== Provided data

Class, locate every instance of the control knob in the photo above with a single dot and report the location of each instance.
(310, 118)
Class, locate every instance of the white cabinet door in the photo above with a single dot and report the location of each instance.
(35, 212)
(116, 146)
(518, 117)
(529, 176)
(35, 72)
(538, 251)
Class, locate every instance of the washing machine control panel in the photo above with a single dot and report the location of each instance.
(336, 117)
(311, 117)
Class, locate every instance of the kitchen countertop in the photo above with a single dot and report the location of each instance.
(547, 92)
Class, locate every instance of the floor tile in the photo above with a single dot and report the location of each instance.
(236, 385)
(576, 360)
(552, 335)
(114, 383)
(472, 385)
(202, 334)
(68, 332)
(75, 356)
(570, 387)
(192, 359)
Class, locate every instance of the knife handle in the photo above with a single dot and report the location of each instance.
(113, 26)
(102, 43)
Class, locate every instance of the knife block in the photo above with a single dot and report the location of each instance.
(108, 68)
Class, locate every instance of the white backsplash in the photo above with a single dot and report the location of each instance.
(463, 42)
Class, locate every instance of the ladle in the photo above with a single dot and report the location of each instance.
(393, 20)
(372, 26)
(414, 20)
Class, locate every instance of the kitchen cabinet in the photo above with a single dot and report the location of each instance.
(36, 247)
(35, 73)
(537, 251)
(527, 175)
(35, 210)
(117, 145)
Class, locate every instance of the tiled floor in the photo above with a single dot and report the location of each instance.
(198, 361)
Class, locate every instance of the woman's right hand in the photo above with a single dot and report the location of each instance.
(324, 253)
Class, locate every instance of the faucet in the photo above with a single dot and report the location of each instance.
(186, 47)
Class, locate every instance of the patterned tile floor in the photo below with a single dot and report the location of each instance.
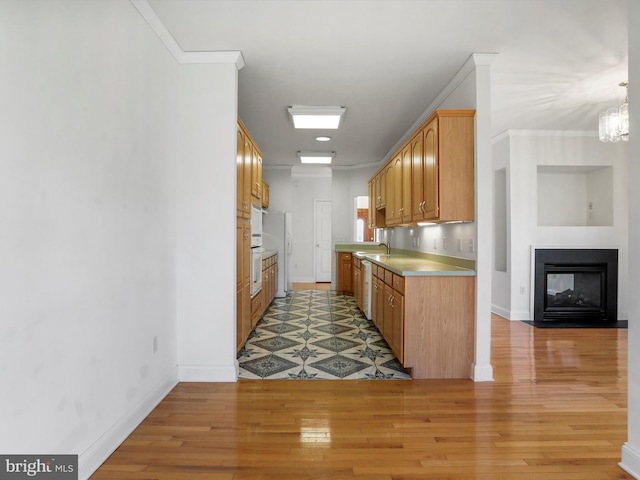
(313, 334)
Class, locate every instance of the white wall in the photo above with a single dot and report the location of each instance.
(87, 153)
(280, 189)
(631, 449)
(469, 89)
(527, 151)
(206, 223)
(309, 183)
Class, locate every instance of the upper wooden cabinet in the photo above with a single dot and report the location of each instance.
(243, 176)
(431, 178)
(447, 192)
(265, 194)
(404, 213)
(256, 176)
(249, 173)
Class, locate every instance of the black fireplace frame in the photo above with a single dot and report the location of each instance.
(577, 260)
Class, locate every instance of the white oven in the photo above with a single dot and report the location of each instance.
(256, 270)
(256, 226)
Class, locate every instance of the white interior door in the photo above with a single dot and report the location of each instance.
(323, 241)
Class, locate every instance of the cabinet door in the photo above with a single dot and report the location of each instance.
(357, 285)
(248, 172)
(431, 208)
(397, 189)
(344, 280)
(374, 301)
(387, 317)
(372, 204)
(397, 324)
(243, 280)
(390, 198)
(256, 174)
(405, 210)
(417, 183)
(240, 206)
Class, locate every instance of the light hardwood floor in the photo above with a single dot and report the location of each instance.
(556, 410)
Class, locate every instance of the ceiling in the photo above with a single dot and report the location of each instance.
(559, 63)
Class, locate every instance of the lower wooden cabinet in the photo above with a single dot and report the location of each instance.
(249, 310)
(428, 321)
(344, 275)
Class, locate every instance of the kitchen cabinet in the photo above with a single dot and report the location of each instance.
(372, 204)
(248, 169)
(443, 188)
(431, 177)
(243, 281)
(265, 194)
(344, 274)
(256, 175)
(428, 321)
(377, 298)
(390, 214)
(406, 200)
(269, 279)
(244, 157)
(357, 281)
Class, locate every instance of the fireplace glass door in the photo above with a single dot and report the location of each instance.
(575, 291)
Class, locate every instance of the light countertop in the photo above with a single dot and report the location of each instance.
(409, 263)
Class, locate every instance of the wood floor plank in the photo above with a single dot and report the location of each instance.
(557, 410)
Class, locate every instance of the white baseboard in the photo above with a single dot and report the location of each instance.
(303, 280)
(630, 462)
(482, 373)
(519, 315)
(94, 456)
(208, 373)
(503, 312)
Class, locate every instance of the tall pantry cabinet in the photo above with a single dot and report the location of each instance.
(248, 191)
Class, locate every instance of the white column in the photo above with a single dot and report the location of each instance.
(631, 449)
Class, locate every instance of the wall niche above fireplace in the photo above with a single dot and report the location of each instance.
(576, 285)
(570, 196)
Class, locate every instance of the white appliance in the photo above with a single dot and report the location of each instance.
(256, 226)
(366, 291)
(256, 270)
(276, 235)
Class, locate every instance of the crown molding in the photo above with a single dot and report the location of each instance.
(543, 133)
(475, 60)
(182, 57)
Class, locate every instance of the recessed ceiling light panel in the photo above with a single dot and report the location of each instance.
(316, 157)
(305, 116)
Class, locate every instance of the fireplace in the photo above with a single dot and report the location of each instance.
(576, 285)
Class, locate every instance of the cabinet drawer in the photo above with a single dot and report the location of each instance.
(374, 270)
(398, 283)
(256, 304)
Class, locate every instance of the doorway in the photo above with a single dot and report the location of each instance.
(323, 257)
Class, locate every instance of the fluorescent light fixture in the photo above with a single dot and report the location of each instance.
(316, 157)
(305, 116)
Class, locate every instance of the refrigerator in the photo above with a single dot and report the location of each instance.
(276, 235)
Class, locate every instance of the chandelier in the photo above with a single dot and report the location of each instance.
(614, 122)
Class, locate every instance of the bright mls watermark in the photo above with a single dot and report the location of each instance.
(46, 467)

====

| What the exercise asks |
With the pictures dropped, write out all of the entries word for word.

| Result |
Class, locate every instance of the control knob in the photo above with a single dot and report the location of each instance.
(310, 118)
Class, locate every instance of the white cabinet door in the photo above with a single dot and report the location of each instance.
(35, 212)
(116, 146)
(518, 117)
(529, 176)
(35, 72)
(538, 251)
Class, locate every instance of the washing machine control panel in the photo above with a single dot and report the location of each instance.
(336, 117)
(311, 117)
Class, locate every instance of the kitchen countertop in the photo above with a single dot and report the location of each instance.
(547, 92)
Class, locate every instance of the floor tile in the photo above with a single dot and report the location of each instance.
(236, 385)
(576, 360)
(552, 335)
(114, 383)
(472, 385)
(202, 334)
(68, 332)
(75, 356)
(570, 387)
(192, 359)
Class, locate every instance of the knife handle in the photo above with a single dot and report the location of each instance.
(113, 26)
(102, 43)
Class, locate every instance of the knife block in the photo above with a single dot and report the location of each instance.
(108, 68)
Class, locate every instance of the white backsplash in the photo above with a single dot and report the location of each instance.
(463, 42)
Class, locate every instance of the ladle in the photo above with a single dot and report the location of each instance.
(393, 20)
(372, 26)
(414, 20)
Class, locate every instance of the kitchen cabinet in the photo above with a single dot and report the location of each instance.
(36, 247)
(35, 73)
(537, 251)
(527, 175)
(35, 210)
(117, 145)
Class, locate every instance of the tiled floor in the photo above with a single dot and report the location of each instance.
(198, 361)
Class, locate every instance of the woman's right hand in the photo above with a single dot and report the location of each instance.
(324, 253)
Class, locate every instance of the faucet in the photo above with a single dot and report the location of each instance.
(186, 47)
Class, locate every instance of the patterned tile floor in the photo below with a single dot and report the location of each instance.
(313, 334)
Class, locate every instance of the white wall in the photo above with a single dot and report the location of each instance.
(87, 153)
(280, 189)
(631, 449)
(469, 89)
(527, 151)
(206, 223)
(309, 183)
Class, locate every instance of the upper wooden cabinet in the photo above with a single dot and report the location of each instance.
(243, 176)
(431, 178)
(447, 192)
(265, 194)
(404, 213)
(256, 176)
(249, 173)
Class, locate every instance of the black fireplace frame in the photo above with a single dot and report the location of each instance.
(577, 260)
Class, locate every instance of the white oven in the photo above with a single dot and report the location of each instance.
(256, 270)
(256, 226)
Class, locate every instance of the white interior door in the photo above with a single dot and report the location of each instance.
(323, 241)
Class, locate every instance of the cabinet door in the photo above with a single dot and report the location of each instance.
(357, 285)
(248, 172)
(431, 208)
(397, 189)
(344, 280)
(374, 301)
(387, 317)
(372, 204)
(397, 324)
(243, 280)
(390, 198)
(256, 174)
(405, 210)
(417, 183)
(240, 206)
Class, locate every instance of the light hardwood floor in the photo above with a single dot and report the location of each instance.
(556, 410)
Class, locate every instance of the ceiling in the photo above with a single dot and report the location of each instance.
(559, 63)
Class, locate every instance of the lower wooden cabinet in the photo above with a single dot and report the location of each instance.
(249, 310)
(428, 321)
(344, 275)
Class, locate every instance of the kitchen cabinet in the photo above with a single dot and report the location of each instance.
(372, 204)
(248, 169)
(443, 188)
(431, 177)
(243, 281)
(265, 194)
(344, 274)
(256, 175)
(428, 321)
(377, 298)
(390, 214)
(406, 200)
(269, 279)
(244, 157)
(357, 281)
Class, locate every instance of the fireplace glass door in the photo above with a single dot and report the location of each instance.
(575, 291)
Class, locate every instance of the light countertop in the photo above with a single dot and report the location of each instance.
(409, 263)
Class, locate every instance of the wood floor plank in the photo above with a single dot and report the location of each instance.
(557, 410)
Class, locate every instance of the white baseboard in the photo above with a single dot and report the location of each instance.
(303, 280)
(630, 462)
(482, 373)
(519, 315)
(94, 456)
(208, 373)
(503, 312)
Class, locate every instance of the tall pantry cabinet in the photo above with a single dot and report the location of each instance.
(248, 191)
Class, locate every instance of the white column in the photo above with a single dot and report the location of each instance.
(631, 449)
Class, locate every instance of the wall niche above fireplace in the photo above with a single dot and report the location of each instance.
(576, 285)
(570, 196)
Class, locate every instance of the white appliance in the photo above with a single dot and report the location of each instance.
(256, 226)
(366, 291)
(256, 270)
(276, 235)
Class, locate every instance of the crown molding in the photo above with a single dot and report the location of each instance.
(543, 133)
(475, 60)
(182, 57)
Class, locate every instance of the recessed ceiling light panel in the photo above with a single dot and report the location of each instance.
(316, 157)
(305, 116)
Class, locate every instance of the fireplace in the photo above with a single dot and report the location of each instance.
(576, 285)
Class, locate every instance of the cabinet drawer in the photo above with a single dot and report the location of each instance.
(374, 270)
(398, 283)
(256, 304)
Class, locate every instance of the doorway in the photo above with a single dot and report the location of each instance.
(323, 257)
Class, locate every instance of the fluorescent light fixture in the photo above with a single dot and report the location of each instance.
(316, 157)
(305, 116)
Class, locate every instance of the refrigerator in the photo above with a single dot and report the location of each instance.
(276, 235)
Class, locate every instance of the chandelier in the photo above with a single dot and report the location of each instance.
(614, 122)
Class, locate every instance of the bright mls watermark in the photo above with a single dot and report the location of each instance.
(46, 467)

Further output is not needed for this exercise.